INSTRUÇÕES DA TAREFA -
Por favor, diga se cada afirmação abaixo concorda com o trecho do documento, respondendo sim ou não e citando as palavras exatas do trecho que decidem a resposta.
1. A cachorra morreu durante o dia.
2. A cachorra não esperava nada além de ser amada.
3. Os frustrados tomam providências em suas existências.

TRECHO DO DOCUMENTO -
Acho que deve existir esse tipo de gente em todo lugar. Pessoas assim são como sombras, asas negras. Para cada escritor, existe um escritor frustrado; para cada ator, existe um ator frustrado; para cada pintor, para cada jornalista, para cada matemático, para cada auxiliar de limpeza, existe um frustrado para encher o saco. E eles estão consumidos pelo rancor de maneira tão intensa, tão cáustica que já não enxergam mais a arte, não enxergam mais a vida. Tudo que enxergam são os seus estúpidos propósitos. E as suas mágoas, que para eles soam como a Divina Providência. Logicamente que não tomam qualquer providência em suas pobres existências. Logicamente que não sabem o que é divino.

ADÁGIO CANINO

Minha cachorra morreu. Vocês são as primeiras pessoas para quem estou falando isso. Foi num dia em que eu não estava aqui. De noite.
O que tenho a dizer sobre ela? A melhor cachorra que já existiu no mundo. A mais verdadeira. Não esperava nada de mim além de ser amada... e amava sem condições, sem intenções ou pretensões.

TRECHOS DO MATERIAL -
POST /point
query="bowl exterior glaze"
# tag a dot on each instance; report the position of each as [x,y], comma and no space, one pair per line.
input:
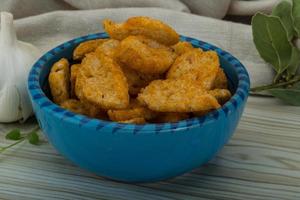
[136,153]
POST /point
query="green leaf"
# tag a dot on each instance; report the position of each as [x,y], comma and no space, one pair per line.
[14,135]
[290,96]
[284,11]
[296,16]
[296,86]
[33,138]
[294,62]
[271,41]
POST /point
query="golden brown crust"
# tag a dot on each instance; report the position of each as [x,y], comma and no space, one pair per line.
[171,117]
[136,80]
[76,106]
[177,95]
[74,71]
[138,120]
[182,47]
[135,110]
[86,47]
[222,95]
[136,53]
[59,81]
[221,80]
[196,65]
[146,26]
[108,47]
[101,82]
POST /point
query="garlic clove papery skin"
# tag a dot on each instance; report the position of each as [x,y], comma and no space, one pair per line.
[16,59]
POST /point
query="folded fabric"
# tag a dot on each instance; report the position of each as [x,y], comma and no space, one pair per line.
[48,30]
[211,8]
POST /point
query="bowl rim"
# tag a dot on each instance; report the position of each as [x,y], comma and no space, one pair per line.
[38,96]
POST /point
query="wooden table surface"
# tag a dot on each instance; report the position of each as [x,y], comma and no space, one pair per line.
[261,161]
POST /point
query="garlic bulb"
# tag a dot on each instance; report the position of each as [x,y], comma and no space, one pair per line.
[16,59]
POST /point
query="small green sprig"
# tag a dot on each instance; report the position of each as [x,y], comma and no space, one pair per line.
[32,137]
[275,39]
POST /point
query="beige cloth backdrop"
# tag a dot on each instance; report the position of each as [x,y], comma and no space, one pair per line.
[50,29]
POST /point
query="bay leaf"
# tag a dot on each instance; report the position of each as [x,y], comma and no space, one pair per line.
[294,62]
[296,16]
[284,11]
[271,41]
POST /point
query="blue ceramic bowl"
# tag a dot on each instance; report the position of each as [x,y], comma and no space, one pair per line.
[136,153]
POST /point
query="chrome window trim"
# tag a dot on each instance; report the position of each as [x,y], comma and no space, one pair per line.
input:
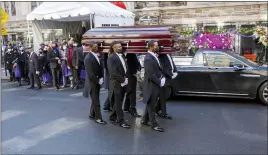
[248,67]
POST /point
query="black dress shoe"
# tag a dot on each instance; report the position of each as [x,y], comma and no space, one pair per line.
[125,125]
[38,88]
[91,117]
[126,110]
[165,116]
[107,109]
[158,128]
[113,119]
[100,121]
[145,123]
[135,114]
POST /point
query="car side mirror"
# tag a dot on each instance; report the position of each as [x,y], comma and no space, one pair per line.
[238,67]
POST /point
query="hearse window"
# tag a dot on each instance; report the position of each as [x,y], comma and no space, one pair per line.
[220,60]
[106,25]
[198,59]
[114,24]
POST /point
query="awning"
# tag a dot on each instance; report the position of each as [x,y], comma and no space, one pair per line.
[76,11]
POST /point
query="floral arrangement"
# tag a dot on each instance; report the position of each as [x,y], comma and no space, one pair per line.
[214,41]
[261,33]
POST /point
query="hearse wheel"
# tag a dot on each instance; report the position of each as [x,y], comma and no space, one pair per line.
[263,93]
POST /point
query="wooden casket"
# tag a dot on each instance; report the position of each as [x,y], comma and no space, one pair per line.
[133,38]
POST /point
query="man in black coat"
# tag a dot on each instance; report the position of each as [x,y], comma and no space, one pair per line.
[133,68]
[73,64]
[170,73]
[9,59]
[93,81]
[34,70]
[153,80]
[107,104]
[53,57]
[118,80]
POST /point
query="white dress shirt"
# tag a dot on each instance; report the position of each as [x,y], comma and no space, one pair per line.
[170,60]
[122,61]
[154,55]
[95,55]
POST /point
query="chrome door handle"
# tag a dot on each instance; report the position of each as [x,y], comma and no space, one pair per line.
[213,68]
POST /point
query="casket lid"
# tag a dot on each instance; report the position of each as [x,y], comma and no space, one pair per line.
[129,32]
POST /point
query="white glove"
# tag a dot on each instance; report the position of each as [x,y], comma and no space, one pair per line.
[163,81]
[125,82]
[174,75]
[101,81]
[137,74]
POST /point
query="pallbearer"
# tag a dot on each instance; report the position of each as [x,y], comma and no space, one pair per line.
[94,78]
[34,71]
[170,73]
[118,80]
[153,80]
[134,68]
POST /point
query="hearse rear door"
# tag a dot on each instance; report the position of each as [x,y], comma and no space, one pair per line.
[193,79]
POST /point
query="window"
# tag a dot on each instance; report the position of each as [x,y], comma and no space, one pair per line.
[105,25]
[114,24]
[33,5]
[109,25]
[198,59]
[220,60]
[13,8]
[6,5]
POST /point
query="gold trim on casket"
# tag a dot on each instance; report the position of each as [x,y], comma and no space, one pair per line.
[133,38]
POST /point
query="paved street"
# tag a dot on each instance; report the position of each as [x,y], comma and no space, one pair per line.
[50,122]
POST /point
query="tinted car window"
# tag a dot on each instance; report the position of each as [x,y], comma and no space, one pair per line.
[198,59]
[220,60]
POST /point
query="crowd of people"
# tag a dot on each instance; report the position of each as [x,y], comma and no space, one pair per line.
[117,71]
[59,62]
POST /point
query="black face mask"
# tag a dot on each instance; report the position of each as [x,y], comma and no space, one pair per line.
[120,51]
[95,50]
[156,50]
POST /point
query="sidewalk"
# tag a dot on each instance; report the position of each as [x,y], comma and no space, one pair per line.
[3,74]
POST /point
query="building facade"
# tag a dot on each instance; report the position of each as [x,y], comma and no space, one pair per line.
[17,26]
[181,16]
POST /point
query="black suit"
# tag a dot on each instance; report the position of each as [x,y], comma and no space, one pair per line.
[74,63]
[107,104]
[152,82]
[133,66]
[166,90]
[54,65]
[92,87]
[117,76]
[33,67]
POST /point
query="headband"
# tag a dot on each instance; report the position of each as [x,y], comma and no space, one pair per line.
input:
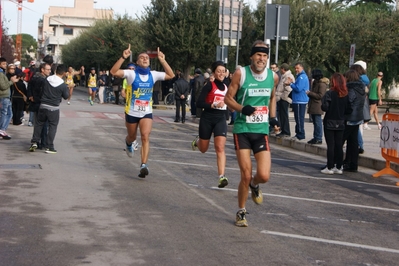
[261,49]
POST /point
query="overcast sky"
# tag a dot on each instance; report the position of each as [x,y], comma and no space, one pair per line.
[32,12]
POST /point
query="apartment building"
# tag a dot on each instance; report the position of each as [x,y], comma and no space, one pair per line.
[62,24]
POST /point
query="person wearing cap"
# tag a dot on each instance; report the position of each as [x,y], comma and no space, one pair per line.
[138,109]
[299,100]
[375,97]
[70,81]
[213,119]
[254,88]
[18,69]
[92,85]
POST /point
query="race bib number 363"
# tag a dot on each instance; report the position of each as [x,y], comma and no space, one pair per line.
[259,92]
[261,115]
[141,106]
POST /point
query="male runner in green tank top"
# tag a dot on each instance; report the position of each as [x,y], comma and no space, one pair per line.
[375,97]
[254,87]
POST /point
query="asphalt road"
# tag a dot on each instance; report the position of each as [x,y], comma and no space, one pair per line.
[86,204]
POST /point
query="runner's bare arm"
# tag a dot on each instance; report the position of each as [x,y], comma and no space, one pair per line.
[272,104]
[232,91]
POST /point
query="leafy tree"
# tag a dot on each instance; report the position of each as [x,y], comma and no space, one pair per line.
[101,45]
[29,48]
[185,31]
[7,46]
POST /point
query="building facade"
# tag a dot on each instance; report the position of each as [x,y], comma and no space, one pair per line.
[62,24]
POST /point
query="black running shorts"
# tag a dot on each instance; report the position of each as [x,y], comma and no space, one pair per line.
[210,123]
[253,141]
[133,120]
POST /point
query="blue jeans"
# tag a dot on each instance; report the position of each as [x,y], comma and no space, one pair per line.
[317,127]
[360,138]
[233,116]
[6,113]
[299,115]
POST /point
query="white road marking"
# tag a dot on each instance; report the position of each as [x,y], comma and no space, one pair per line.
[113,116]
[329,241]
[84,114]
[322,201]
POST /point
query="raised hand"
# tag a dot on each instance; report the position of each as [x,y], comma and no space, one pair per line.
[161,56]
[126,53]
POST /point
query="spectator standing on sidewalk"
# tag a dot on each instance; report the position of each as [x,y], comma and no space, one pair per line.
[375,97]
[254,88]
[116,88]
[317,91]
[138,109]
[54,91]
[35,91]
[360,68]
[92,85]
[18,100]
[69,80]
[196,89]
[102,83]
[182,89]
[336,104]
[283,100]
[5,100]
[299,100]
[357,94]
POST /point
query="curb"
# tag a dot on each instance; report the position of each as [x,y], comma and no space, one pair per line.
[371,163]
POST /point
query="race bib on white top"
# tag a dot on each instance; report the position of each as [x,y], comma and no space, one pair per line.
[259,92]
[141,105]
[261,115]
[217,100]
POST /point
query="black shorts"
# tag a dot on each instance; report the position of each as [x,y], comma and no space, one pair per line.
[254,141]
[373,102]
[209,124]
[133,120]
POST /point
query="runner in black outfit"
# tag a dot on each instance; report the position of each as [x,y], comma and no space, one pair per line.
[213,119]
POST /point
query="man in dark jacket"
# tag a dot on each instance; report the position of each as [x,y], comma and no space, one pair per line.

RESULTADO DO EXERCÍCIO -
1. Não: "De noite."
2. Sim: "Não esperava nada de mim além de ser amada"
3. Não: "Logicamente que não tomam qualquer providência em suas pobres existências."